### Information given
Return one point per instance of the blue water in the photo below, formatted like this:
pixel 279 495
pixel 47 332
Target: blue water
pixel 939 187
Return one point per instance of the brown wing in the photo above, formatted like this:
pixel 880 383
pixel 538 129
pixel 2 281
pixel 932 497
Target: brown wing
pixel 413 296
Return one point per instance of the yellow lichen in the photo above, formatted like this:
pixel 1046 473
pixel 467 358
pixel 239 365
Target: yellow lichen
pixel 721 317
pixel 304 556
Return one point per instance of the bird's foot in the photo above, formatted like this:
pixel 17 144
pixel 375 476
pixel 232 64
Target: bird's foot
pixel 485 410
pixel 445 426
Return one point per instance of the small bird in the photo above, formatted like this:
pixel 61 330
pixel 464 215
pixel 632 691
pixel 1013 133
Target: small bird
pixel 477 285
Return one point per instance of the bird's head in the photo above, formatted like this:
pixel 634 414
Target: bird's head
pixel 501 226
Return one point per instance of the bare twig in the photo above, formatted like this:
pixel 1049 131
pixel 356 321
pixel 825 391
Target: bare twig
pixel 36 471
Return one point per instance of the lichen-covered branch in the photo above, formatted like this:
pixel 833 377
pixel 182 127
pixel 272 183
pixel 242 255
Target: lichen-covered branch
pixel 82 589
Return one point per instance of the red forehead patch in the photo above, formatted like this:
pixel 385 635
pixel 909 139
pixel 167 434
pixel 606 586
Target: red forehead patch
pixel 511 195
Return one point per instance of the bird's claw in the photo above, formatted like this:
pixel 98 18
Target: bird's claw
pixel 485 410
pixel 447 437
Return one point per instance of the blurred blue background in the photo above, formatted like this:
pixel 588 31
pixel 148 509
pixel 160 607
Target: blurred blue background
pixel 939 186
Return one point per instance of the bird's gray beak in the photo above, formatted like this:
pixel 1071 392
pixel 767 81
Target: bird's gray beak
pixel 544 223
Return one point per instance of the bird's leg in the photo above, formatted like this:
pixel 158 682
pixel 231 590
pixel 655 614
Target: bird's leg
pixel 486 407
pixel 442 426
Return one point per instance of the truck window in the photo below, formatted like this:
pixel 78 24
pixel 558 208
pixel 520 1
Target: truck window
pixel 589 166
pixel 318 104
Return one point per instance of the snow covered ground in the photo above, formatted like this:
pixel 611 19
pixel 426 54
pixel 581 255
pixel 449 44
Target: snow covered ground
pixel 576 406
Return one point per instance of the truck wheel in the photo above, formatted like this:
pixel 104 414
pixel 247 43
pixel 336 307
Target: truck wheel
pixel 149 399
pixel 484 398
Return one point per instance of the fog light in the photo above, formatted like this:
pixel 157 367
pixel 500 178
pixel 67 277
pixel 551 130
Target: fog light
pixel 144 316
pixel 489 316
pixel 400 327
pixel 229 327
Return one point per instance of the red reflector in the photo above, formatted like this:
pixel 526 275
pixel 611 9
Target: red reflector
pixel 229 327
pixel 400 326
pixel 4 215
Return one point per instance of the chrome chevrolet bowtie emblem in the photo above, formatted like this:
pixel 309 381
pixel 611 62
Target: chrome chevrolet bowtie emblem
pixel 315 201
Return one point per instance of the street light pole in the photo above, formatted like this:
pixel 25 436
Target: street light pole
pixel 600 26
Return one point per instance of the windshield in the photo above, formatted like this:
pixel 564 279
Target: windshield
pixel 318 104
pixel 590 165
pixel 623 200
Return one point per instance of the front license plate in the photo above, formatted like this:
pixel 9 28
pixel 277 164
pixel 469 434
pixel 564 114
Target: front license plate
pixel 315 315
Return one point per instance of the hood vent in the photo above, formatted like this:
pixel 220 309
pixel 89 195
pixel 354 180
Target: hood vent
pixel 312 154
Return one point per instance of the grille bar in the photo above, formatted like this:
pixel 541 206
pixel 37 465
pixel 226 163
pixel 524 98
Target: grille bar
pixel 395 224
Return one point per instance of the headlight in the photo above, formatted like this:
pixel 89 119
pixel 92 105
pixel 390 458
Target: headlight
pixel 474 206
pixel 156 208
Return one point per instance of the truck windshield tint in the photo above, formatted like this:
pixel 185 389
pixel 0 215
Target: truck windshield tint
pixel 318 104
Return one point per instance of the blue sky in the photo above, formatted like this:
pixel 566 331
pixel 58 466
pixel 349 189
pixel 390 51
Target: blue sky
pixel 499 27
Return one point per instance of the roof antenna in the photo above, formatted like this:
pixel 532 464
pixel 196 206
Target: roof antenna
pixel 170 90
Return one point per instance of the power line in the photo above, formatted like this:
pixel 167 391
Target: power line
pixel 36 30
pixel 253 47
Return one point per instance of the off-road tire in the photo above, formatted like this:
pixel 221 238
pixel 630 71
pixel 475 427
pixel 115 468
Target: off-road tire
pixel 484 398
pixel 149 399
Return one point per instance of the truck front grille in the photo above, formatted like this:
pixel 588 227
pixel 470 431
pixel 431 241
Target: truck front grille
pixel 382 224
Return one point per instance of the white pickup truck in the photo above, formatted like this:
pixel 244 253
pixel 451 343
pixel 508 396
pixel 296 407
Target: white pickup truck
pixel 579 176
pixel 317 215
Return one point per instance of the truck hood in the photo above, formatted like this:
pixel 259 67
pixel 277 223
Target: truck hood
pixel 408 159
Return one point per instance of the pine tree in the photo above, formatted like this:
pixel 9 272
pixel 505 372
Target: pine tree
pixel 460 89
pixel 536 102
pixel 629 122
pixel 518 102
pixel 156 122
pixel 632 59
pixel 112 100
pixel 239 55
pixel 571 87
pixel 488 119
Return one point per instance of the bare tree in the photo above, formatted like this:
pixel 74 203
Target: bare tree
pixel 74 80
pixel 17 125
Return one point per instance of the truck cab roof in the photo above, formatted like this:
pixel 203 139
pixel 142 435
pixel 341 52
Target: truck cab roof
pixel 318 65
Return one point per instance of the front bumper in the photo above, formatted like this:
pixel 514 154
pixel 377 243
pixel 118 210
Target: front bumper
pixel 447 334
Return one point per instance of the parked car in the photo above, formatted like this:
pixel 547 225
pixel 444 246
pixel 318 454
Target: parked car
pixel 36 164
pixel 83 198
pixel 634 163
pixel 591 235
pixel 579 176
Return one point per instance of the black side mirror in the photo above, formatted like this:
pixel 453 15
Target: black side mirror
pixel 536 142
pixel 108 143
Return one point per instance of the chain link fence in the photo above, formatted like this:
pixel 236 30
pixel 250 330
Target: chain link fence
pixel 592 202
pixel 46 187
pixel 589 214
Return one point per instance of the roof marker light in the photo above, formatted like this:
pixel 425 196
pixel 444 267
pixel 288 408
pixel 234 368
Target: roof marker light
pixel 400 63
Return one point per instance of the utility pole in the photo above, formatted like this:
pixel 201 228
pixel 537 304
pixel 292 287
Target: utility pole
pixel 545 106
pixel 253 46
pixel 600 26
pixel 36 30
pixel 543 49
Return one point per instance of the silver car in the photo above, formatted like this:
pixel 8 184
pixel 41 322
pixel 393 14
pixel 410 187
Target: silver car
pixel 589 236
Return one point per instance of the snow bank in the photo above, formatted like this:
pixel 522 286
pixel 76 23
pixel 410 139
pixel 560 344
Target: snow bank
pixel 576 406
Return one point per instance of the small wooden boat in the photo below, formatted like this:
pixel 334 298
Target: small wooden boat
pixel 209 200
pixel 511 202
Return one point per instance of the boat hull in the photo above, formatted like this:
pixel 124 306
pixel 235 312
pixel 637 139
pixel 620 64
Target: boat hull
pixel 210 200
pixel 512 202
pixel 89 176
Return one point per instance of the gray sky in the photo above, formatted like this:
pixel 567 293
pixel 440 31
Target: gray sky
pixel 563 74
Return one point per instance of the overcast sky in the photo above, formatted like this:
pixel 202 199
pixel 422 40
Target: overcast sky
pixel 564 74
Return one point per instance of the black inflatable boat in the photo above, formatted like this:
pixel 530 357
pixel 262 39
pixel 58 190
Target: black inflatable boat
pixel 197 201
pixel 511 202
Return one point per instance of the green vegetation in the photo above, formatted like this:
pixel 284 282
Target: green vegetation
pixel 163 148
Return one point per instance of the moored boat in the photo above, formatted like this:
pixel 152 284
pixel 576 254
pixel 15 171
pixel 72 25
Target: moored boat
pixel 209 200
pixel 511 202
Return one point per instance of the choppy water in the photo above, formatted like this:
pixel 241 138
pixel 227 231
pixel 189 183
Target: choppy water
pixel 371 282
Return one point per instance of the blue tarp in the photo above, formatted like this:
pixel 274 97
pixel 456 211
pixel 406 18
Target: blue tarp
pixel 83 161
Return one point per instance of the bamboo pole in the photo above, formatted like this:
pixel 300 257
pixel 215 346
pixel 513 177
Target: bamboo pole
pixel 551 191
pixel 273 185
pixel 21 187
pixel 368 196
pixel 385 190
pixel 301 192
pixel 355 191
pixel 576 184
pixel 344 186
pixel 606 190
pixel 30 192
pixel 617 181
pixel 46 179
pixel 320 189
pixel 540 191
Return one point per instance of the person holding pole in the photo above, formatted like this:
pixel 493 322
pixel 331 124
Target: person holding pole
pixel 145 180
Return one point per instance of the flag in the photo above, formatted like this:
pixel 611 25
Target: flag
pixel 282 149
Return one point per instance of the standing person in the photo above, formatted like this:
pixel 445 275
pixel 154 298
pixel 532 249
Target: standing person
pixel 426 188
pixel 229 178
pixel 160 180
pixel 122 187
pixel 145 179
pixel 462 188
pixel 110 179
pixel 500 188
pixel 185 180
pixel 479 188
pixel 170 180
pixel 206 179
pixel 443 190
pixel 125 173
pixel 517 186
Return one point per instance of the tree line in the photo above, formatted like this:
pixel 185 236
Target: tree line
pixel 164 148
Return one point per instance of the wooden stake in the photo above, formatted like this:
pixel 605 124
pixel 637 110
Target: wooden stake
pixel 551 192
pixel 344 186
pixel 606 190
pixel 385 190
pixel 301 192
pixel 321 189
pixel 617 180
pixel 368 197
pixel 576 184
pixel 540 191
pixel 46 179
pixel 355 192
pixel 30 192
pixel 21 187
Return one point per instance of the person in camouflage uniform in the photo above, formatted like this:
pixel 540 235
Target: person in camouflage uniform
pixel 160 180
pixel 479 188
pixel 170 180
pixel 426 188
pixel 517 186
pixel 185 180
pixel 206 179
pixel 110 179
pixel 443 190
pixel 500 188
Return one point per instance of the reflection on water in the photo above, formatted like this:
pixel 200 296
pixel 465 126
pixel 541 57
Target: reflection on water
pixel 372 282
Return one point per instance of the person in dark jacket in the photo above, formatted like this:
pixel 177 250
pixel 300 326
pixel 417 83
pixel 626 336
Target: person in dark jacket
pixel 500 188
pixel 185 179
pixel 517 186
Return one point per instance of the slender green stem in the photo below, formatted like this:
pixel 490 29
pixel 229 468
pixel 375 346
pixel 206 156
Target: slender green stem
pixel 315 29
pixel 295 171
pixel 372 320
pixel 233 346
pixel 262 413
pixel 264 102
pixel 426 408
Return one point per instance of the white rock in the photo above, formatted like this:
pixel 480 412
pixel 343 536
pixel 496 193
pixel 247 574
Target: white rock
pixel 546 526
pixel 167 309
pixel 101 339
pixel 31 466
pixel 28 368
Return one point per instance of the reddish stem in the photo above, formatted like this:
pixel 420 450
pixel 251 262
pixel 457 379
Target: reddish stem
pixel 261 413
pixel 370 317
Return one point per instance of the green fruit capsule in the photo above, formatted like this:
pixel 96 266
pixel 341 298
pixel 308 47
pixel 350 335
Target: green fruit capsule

### Task details
Among the lines above, find those holding "below" and copy each one.

### Your response
Return one point per instance of the blue water in the photo below, formatted like this:
Return one point per instance of the truck window in the photo below, formatted like this:
Return one point per instance of the small wooden boat in the photo below, formatted like this:
Return one point per instance of the slender green stem in the photo below, formatted like this:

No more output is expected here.